▶ To do
Please pull out every line in the records below that contains the word "blonde", and copy each one in full.

▶ Data listing
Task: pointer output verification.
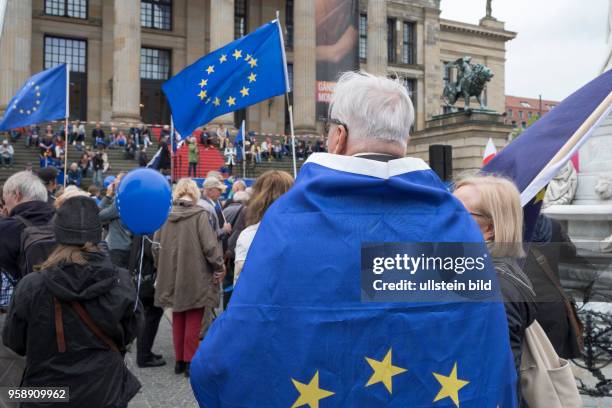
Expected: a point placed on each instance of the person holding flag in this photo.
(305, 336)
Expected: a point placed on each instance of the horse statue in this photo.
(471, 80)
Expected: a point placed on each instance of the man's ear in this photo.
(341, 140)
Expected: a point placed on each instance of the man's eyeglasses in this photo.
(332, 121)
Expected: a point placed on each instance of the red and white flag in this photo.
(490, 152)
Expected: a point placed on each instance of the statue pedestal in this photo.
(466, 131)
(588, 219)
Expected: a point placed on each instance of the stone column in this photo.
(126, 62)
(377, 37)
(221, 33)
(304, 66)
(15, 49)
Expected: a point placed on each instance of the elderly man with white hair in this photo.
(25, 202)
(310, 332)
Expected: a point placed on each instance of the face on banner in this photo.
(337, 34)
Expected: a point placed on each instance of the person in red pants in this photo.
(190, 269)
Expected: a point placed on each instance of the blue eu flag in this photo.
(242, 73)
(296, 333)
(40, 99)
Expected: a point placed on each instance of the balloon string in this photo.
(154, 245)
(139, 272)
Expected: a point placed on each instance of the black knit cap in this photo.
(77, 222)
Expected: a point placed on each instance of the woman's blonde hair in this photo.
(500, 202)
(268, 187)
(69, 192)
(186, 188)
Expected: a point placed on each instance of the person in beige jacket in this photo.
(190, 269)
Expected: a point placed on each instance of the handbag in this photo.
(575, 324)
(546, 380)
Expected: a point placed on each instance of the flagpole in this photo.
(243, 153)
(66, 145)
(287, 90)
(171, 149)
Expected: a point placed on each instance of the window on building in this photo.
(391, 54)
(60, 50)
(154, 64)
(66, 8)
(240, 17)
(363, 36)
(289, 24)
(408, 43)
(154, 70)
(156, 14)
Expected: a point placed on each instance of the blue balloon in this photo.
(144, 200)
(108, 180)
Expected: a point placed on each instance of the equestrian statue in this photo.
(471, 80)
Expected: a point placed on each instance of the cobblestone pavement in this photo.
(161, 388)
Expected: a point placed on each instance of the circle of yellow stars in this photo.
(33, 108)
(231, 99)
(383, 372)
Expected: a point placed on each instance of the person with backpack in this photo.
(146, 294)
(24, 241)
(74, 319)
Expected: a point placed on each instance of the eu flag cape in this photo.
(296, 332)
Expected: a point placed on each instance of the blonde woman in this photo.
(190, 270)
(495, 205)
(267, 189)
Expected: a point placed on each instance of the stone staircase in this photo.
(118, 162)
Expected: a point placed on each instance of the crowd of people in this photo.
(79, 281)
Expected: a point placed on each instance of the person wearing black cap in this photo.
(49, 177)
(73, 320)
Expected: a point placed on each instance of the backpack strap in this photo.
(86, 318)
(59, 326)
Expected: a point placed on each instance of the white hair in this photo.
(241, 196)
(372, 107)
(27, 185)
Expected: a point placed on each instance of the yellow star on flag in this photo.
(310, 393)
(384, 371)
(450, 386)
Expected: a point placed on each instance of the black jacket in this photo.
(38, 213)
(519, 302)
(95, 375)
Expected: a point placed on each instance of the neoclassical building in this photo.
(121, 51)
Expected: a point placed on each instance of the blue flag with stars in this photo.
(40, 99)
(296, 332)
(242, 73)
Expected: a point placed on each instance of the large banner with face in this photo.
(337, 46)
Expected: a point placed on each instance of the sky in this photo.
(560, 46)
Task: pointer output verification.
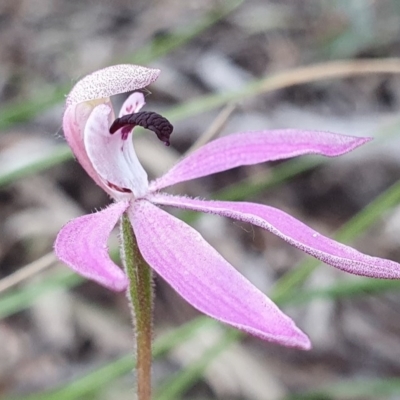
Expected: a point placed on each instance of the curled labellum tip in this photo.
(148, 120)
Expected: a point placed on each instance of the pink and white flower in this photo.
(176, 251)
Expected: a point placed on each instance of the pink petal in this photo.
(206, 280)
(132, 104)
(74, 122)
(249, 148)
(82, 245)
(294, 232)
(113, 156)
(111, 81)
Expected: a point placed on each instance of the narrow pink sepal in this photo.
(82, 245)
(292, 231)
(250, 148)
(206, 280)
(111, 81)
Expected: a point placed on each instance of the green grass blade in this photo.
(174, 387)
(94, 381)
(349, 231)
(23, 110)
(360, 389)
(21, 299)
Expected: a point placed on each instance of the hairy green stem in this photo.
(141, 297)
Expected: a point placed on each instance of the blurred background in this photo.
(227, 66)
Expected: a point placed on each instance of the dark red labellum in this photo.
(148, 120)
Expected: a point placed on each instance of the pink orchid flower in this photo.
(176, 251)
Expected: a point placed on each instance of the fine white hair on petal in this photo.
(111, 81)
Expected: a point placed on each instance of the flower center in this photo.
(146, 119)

...

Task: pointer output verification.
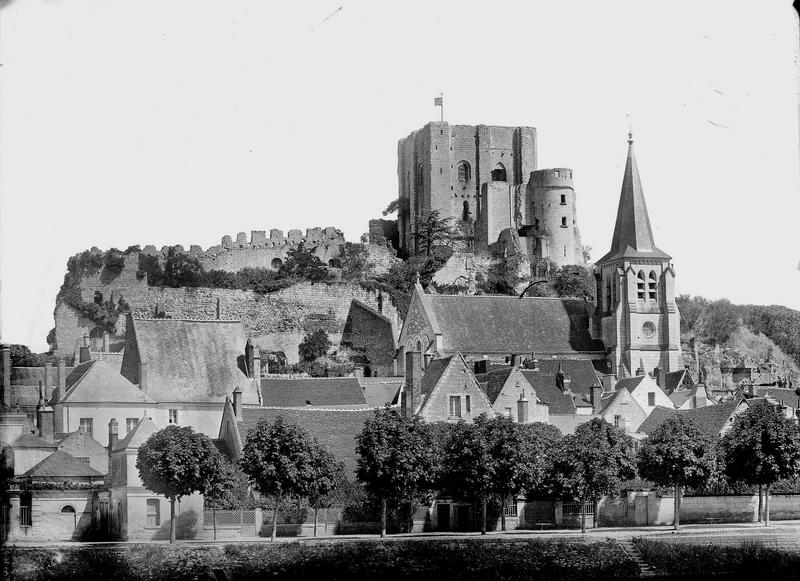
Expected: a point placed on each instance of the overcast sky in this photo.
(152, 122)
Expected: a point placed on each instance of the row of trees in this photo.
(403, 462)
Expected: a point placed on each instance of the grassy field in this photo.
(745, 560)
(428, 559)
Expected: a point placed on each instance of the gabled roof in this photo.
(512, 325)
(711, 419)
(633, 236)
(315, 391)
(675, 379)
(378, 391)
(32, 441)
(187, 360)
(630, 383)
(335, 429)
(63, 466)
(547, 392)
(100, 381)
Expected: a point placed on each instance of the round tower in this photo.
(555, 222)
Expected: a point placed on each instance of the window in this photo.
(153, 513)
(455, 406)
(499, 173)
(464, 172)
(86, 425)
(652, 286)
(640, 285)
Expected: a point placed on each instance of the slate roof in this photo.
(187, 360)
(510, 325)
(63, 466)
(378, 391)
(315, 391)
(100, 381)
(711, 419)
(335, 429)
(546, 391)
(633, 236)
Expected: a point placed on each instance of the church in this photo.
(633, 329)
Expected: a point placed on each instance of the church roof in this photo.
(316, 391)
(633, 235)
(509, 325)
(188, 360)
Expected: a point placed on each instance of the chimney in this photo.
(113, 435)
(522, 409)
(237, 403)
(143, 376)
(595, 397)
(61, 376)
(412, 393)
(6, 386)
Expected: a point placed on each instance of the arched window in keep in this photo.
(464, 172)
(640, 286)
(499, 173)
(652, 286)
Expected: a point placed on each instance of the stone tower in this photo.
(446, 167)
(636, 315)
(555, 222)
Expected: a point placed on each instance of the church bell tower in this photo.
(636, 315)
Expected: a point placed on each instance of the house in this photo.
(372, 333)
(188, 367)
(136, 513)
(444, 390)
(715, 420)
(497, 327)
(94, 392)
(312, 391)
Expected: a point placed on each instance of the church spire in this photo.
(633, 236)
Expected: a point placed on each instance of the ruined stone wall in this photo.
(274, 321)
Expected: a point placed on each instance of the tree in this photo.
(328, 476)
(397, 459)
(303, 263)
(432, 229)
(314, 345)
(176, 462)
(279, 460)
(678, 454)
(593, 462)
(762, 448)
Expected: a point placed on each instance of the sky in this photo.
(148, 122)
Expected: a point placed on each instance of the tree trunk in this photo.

---

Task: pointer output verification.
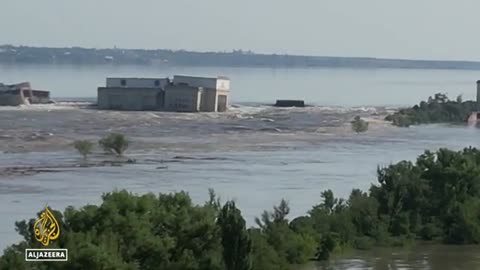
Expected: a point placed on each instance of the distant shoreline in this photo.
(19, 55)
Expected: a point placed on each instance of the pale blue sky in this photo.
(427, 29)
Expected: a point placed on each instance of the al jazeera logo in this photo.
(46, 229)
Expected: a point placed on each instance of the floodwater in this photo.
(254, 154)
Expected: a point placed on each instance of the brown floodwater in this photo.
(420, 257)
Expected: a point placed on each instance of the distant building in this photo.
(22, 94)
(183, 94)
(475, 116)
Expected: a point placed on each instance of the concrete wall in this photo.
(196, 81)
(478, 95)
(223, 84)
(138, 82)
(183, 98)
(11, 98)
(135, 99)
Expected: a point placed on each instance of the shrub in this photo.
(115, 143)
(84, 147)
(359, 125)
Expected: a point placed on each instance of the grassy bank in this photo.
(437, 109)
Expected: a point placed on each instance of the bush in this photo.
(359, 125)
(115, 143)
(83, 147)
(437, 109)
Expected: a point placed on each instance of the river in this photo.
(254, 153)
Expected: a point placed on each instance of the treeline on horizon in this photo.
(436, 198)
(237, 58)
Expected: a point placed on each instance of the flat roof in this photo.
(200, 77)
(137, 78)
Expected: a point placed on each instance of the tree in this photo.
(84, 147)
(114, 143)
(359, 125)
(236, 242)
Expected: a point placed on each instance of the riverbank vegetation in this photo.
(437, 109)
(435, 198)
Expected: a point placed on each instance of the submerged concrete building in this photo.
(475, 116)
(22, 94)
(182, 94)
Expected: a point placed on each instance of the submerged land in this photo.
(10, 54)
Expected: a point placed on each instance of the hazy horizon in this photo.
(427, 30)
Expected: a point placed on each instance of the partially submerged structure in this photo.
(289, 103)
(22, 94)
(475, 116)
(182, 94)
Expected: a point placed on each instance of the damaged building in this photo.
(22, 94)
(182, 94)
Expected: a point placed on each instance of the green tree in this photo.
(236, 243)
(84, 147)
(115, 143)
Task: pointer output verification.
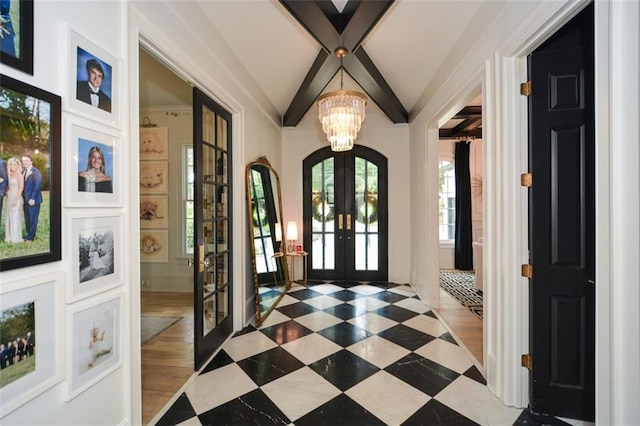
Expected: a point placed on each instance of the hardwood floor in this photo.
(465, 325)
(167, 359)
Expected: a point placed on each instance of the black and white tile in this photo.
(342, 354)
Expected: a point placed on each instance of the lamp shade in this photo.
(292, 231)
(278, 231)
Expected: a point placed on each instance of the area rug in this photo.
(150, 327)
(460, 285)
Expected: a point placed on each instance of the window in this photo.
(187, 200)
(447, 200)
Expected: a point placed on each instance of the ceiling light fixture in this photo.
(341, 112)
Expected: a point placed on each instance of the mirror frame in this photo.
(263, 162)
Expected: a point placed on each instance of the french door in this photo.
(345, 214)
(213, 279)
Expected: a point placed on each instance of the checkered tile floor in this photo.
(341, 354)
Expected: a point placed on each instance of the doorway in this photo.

▶ Solution
Expected: a point placed on each instance of the woman's blonde hair in this photo.
Expected: a point placed on each instance of the blonde woman in this photo.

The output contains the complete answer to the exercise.